Set exercise:
Print everything from the first of the lines below down to the line containing "x=258 y=112", including both, copying each line without change.

Excerpted records:
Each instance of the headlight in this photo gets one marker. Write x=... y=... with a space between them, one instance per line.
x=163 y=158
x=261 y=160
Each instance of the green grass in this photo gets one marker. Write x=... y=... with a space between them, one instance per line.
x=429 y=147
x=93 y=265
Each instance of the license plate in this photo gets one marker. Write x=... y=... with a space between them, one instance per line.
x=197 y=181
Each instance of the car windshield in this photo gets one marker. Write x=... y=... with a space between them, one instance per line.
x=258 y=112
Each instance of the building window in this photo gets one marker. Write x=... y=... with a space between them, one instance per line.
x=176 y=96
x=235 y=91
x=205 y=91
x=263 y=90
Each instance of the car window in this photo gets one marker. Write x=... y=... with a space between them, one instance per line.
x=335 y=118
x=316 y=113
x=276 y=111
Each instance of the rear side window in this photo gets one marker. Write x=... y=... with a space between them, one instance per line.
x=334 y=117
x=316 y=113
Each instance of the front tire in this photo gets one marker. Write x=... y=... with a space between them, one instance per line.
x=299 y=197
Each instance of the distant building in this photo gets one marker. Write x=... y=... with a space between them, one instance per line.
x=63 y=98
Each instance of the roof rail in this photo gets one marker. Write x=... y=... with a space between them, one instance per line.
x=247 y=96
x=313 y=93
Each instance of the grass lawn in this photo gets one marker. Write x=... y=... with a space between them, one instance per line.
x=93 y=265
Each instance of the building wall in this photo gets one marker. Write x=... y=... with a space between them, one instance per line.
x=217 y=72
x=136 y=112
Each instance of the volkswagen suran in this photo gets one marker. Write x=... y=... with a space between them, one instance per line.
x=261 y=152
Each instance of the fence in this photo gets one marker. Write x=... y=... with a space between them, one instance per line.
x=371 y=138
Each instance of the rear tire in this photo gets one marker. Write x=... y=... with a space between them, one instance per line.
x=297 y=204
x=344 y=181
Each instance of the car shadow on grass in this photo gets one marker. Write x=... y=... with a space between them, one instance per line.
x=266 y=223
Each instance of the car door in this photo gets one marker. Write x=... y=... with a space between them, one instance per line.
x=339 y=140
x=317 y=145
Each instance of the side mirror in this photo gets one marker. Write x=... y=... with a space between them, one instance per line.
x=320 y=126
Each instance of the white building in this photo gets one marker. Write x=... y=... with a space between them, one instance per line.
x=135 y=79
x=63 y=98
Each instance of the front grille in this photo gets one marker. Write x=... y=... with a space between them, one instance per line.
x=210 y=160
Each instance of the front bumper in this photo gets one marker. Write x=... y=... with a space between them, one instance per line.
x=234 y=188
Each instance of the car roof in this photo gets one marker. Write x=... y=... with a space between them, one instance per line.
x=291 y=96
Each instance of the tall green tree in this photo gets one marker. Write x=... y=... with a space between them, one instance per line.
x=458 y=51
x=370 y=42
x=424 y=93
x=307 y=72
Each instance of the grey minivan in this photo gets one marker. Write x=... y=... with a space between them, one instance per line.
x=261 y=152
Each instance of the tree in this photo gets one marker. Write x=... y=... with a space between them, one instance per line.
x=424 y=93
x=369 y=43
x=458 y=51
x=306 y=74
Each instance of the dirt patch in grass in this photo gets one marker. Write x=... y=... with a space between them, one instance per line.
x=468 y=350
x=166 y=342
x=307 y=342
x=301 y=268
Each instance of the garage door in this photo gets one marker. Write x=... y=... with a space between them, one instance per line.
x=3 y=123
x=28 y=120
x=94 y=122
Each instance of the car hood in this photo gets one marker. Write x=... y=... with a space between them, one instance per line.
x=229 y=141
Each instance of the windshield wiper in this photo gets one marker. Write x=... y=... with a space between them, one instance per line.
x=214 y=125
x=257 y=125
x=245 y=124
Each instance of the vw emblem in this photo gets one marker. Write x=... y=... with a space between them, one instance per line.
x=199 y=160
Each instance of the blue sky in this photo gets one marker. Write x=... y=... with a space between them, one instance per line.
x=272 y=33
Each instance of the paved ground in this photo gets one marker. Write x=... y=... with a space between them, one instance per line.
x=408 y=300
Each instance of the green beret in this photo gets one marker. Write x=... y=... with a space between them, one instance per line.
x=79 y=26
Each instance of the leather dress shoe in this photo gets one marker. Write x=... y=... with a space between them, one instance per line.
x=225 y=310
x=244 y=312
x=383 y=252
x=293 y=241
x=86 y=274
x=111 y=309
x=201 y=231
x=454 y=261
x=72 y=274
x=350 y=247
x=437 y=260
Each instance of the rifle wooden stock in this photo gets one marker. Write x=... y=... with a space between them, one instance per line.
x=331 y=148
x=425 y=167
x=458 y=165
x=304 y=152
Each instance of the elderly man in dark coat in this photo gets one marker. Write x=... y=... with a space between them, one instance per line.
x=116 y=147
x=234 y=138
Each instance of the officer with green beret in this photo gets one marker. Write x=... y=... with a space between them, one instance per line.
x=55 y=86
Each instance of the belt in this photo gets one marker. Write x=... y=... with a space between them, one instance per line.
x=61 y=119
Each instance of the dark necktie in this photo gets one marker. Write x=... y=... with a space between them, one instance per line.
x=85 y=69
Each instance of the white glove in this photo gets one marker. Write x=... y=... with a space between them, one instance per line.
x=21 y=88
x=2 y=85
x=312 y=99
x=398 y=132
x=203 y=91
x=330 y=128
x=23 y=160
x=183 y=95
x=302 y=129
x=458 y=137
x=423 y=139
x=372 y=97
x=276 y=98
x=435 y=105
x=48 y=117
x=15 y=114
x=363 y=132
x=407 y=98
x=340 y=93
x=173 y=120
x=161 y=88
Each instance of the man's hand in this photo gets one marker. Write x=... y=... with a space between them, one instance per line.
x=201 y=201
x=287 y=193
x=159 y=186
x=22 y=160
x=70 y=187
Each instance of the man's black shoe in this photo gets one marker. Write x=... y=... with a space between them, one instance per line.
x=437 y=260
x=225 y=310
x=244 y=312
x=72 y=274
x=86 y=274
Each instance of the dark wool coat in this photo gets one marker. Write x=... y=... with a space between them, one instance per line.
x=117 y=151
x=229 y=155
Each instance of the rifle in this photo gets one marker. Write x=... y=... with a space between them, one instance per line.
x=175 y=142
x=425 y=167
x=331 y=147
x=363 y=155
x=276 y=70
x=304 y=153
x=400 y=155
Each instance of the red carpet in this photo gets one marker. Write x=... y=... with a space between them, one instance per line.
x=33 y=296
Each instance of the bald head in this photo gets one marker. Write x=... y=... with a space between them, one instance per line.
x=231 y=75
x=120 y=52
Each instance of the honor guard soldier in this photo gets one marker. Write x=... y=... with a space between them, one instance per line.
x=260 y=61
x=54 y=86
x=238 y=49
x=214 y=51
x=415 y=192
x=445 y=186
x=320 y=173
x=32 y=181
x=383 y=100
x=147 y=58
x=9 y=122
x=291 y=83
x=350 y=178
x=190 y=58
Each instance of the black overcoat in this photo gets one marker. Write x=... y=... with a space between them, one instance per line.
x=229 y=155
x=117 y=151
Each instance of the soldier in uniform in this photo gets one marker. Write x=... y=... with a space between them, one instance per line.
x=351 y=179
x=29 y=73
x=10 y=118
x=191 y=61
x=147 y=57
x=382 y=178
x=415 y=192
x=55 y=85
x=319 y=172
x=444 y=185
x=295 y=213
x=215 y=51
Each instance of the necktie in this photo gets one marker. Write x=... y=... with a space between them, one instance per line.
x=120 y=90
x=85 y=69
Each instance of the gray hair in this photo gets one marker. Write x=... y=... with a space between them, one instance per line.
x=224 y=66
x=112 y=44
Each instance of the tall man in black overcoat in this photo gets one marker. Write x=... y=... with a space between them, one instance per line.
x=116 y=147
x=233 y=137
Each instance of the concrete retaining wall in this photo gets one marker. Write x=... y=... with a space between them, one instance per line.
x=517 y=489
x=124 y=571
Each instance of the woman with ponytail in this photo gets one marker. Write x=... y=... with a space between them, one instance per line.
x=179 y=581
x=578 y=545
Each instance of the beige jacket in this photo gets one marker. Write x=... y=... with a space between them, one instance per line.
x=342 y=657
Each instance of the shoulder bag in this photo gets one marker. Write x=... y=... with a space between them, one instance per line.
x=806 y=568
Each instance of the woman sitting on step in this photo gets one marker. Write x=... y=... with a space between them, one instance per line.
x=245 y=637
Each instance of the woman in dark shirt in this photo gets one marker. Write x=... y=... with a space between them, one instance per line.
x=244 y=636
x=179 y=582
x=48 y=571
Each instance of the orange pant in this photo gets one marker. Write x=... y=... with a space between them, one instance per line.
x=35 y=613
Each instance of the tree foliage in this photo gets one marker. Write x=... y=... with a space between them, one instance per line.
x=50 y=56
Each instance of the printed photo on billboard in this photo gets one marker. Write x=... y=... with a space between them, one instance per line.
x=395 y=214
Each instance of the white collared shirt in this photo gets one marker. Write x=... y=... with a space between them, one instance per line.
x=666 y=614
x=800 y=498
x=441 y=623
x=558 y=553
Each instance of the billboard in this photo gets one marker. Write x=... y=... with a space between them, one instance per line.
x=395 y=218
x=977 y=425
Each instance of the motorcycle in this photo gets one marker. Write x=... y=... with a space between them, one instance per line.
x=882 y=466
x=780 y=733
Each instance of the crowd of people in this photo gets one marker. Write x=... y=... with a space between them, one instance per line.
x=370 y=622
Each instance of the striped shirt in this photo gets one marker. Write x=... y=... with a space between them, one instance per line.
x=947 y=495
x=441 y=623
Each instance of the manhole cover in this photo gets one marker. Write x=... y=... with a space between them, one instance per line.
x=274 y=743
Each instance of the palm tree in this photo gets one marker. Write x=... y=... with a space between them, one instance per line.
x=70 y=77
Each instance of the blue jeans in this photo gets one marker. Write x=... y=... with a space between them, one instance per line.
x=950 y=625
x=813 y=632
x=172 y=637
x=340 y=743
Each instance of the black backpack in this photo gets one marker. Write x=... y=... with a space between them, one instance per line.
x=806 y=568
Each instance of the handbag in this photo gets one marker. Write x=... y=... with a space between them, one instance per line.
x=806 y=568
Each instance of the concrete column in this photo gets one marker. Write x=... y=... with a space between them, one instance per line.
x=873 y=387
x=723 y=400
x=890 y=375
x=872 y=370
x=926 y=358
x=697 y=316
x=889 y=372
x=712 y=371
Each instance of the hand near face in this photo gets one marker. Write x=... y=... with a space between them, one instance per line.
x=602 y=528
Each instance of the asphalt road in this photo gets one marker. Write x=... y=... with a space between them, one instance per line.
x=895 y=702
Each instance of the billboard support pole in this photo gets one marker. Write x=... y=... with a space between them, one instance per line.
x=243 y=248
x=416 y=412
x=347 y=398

Response:
Each instance of the headlight in this photo gets one marker. Write x=... y=... with a space between them, one instance per line.
x=163 y=158
x=261 y=160
Each instance of the green grass in this photo gets one marker. Write x=... y=... with a space between them, one instance per line.
x=429 y=147
x=93 y=265
Each instance of the license plate in this photo gets one marker. Write x=... y=... with a space between them, one instance per line.
x=197 y=181
Each instance of the car windshield in this photo gets one marker. Write x=... y=... with a space between them, one instance per line.
x=258 y=112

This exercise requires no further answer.